#### Direction 1:
Transcribe the stretch of the Cayley table isomorphism proof from "Let $S$ and" through "has been demonstrated.".
#### Direction 2:
In the Cayley table isomorphism proof, what does the definition of set equivalence show about $S$ and $T$?

#### Document extract:
________

Isomorphism by Cayley Table

Theorem

Let $\struct {S, \circ}$ and $\struct {T, *}$ be algebraic structures whose underlying sets are both finite.

Then $\struct {S, \circ}$ and $\struct {T, *}$ are isomorphic if and only if:

a bijection $f: S \to T$ can be found such that:

the Cayley table of $\struct {T, *}$ can be generated from the Cayley table of $\struct {S, \circ}$ by replacing each entry of $S$ with its image under $f$.

Proof

Necessary Condition

Let $S$ and $T$ be isomorphic.

Then by definition there exists an isomorphism $f: S \to T$.

An isomorphism is a bijection by definition.

Thus the existence of the posited bijection has been demonstrated.

By the definition of set equivalence, $S$ and $T$ have the same cardinality.

Let $\card S = \card T = n$.

Let:

$S = \set {s_1, s_2, \ldots, s_n}$

and:

$T = \set {t_1, t_2, \ldots, t_n}$

be such that:

$\forall i \in \set {1, 2, \ldots, n}: \map f {s_i} = t_i$

Let $S \sqbrk {j, k}$ denote the entry of $S$ in row $j$ and column $k$.

Thus:

$S \sqbrk {j, k} = s_j \circ s_k$

for some $s_j, s_k \in S$.

We have that $f$ is an isomorphism.

Thus:

$\map f {S \sqbrk {j, k} } = \map f {s_j} * \map f {s_k}$

But:

$\map f {S \sqbrk {j, k} } = T \sqbrk {j, k}$

$\map f {s_j} = t_j$

$\map f {s_k} = t_k$

Thus the Cayley table of $\struct {T, *}$ has been generated from the Cayley table of $\struct {S, \circ}$ by replacing each entry of $S$ with its image under $f$.

________

(Records in a dataset)
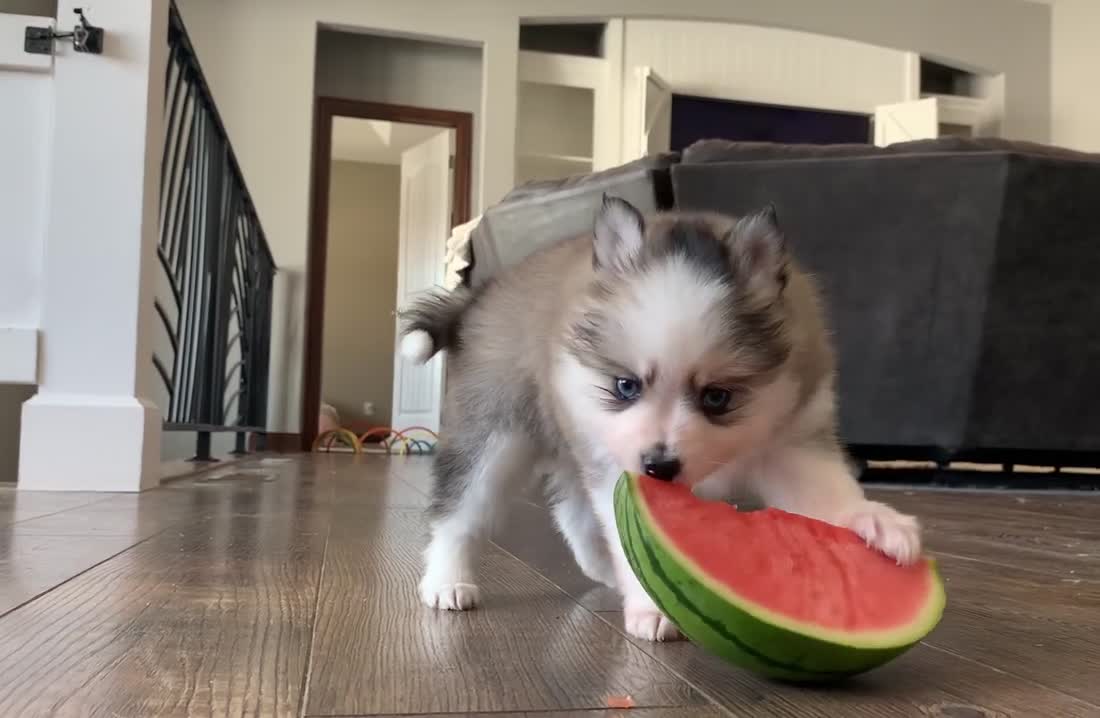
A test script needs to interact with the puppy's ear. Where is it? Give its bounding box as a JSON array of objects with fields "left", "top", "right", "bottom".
[
  {"left": 593, "top": 195, "right": 646, "bottom": 272},
  {"left": 727, "top": 205, "right": 788, "bottom": 299}
]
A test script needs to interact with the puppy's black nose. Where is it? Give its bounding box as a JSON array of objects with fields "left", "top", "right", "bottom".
[{"left": 641, "top": 456, "right": 680, "bottom": 482}]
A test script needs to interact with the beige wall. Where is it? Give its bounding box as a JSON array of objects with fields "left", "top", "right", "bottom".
[
  {"left": 321, "top": 162, "right": 400, "bottom": 426},
  {"left": 1051, "top": 0, "right": 1100, "bottom": 152},
  {"left": 178, "top": 0, "right": 1051, "bottom": 431}
]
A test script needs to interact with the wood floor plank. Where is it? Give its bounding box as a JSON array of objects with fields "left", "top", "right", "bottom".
[
  {"left": 0, "top": 526, "right": 144, "bottom": 616},
  {"left": 868, "top": 487, "right": 1100, "bottom": 527},
  {"left": 0, "top": 485, "right": 109, "bottom": 526},
  {"left": 925, "top": 551, "right": 1100, "bottom": 703},
  {"left": 0, "top": 472, "right": 326, "bottom": 717},
  {"left": 307, "top": 507, "right": 704, "bottom": 716},
  {"left": 496, "top": 472, "right": 1100, "bottom": 710},
  {"left": 330, "top": 706, "right": 726, "bottom": 718},
  {"left": 601, "top": 612, "right": 1100, "bottom": 718}
]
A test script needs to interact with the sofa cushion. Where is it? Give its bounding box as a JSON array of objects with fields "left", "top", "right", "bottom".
[
  {"left": 470, "top": 153, "right": 679, "bottom": 286},
  {"left": 682, "top": 137, "right": 1100, "bottom": 165}
]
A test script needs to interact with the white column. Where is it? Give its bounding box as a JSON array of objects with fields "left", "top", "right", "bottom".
[{"left": 19, "top": 0, "right": 168, "bottom": 491}]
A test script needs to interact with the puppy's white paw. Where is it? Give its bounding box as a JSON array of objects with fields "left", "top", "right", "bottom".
[
  {"left": 623, "top": 608, "right": 683, "bottom": 641},
  {"left": 576, "top": 552, "right": 618, "bottom": 588},
  {"left": 845, "top": 501, "right": 921, "bottom": 565},
  {"left": 420, "top": 579, "right": 481, "bottom": 610}
]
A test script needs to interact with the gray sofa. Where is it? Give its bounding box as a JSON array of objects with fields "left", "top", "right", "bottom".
[{"left": 469, "top": 139, "right": 1100, "bottom": 465}]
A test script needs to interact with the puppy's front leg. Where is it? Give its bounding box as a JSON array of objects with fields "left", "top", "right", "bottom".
[
  {"left": 589, "top": 474, "right": 683, "bottom": 641},
  {"left": 751, "top": 449, "right": 921, "bottom": 564}
]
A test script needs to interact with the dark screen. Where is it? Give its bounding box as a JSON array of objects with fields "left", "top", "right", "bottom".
[{"left": 671, "top": 95, "right": 871, "bottom": 151}]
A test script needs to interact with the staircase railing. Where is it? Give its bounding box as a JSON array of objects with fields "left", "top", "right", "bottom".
[{"left": 153, "top": 3, "right": 275, "bottom": 461}]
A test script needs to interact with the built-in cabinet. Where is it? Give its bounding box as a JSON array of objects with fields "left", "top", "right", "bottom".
[{"left": 516, "top": 20, "right": 1004, "bottom": 184}]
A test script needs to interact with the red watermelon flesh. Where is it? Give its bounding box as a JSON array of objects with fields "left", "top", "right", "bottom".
[
  {"left": 639, "top": 479, "right": 935, "bottom": 631},
  {"left": 616, "top": 474, "right": 945, "bottom": 681}
]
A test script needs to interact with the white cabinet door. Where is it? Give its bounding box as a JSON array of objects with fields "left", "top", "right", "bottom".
[
  {"left": 636, "top": 67, "right": 672, "bottom": 157},
  {"left": 391, "top": 130, "right": 454, "bottom": 431},
  {"left": 875, "top": 97, "right": 939, "bottom": 147}
]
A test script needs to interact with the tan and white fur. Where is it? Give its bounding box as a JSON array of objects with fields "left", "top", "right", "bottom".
[{"left": 402, "top": 198, "right": 921, "bottom": 640}]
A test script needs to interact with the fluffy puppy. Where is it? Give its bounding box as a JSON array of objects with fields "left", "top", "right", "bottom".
[{"left": 402, "top": 198, "right": 921, "bottom": 640}]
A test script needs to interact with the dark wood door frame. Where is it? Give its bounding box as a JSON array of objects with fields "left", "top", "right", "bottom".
[{"left": 301, "top": 97, "right": 474, "bottom": 451}]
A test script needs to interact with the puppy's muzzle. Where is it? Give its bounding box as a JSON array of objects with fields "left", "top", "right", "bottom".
[{"left": 641, "top": 444, "right": 683, "bottom": 482}]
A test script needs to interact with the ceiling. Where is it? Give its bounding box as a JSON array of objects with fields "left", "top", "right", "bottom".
[{"left": 332, "top": 118, "right": 448, "bottom": 165}]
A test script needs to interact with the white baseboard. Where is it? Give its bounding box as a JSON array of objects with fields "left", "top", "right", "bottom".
[
  {"left": 18, "top": 393, "right": 161, "bottom": 491},
  {"left": 0, "top": 327, "right": 39, "bottom": 384}
]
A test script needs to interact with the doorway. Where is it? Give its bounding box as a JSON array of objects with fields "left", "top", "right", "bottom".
[{"left": 301, "top": 97, "right": 473, "bottom": 451}]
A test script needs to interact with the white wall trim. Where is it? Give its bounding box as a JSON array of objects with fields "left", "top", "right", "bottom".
[
  {"left": 18, "top": 391, "right": 161, "bottom": 491},
  {"left": 0, "top": 327, "right": 39, "bottom": 384}
]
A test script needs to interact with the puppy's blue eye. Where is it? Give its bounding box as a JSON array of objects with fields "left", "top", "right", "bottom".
[
  {"left": 615, "top": 376, "right": 641, "bottom": 401},
  {"left": 699, "top": 386, "right": 734, "bottom": 416}
]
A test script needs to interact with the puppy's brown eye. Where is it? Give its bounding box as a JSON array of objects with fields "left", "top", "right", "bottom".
[
  {"left": 615, "top": 376, "right": 641, "bottom": 401},
  {"left": 699, "top": 386, "right": 734, "bottom": 416}
]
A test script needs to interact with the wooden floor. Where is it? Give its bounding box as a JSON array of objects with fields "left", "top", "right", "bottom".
[{"left": 0, "top": 455, "right": 1100, "bottom": 718}]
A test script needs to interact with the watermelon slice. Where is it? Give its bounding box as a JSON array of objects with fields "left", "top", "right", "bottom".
[{"left": 615, "top": 474, "right": 946, "bottom": 682}]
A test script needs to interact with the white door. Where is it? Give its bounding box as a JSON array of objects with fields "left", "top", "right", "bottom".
[
  {"left": 637, "top": 67, "right": 672, "bottom": 157},
  {"left": 391, "top": 130, "right": 454, "bottom": 431},
  {"left": 875, "top": 97, "right": 939, "bottom": 147}
]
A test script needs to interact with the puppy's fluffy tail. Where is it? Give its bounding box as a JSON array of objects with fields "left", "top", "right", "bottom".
[{"left": 398, "top": 287, "right": 473, "bottom": 364}]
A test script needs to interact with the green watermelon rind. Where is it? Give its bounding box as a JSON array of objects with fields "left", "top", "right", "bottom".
[{"left": 615, "top": 473, "right": 946, "bottom": 682}]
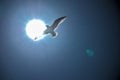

________

#### Correct response 1:
Let $S$ and $T$ be isomorphic.

Then by definition there exists an isomorphism $f: S \to T$.

An isomorphism is a bijection by definition.

Thus the existence of the posited bijection has been demonstrated.

#### Correct response 2:
$S$ and $T$ have the same cardinality.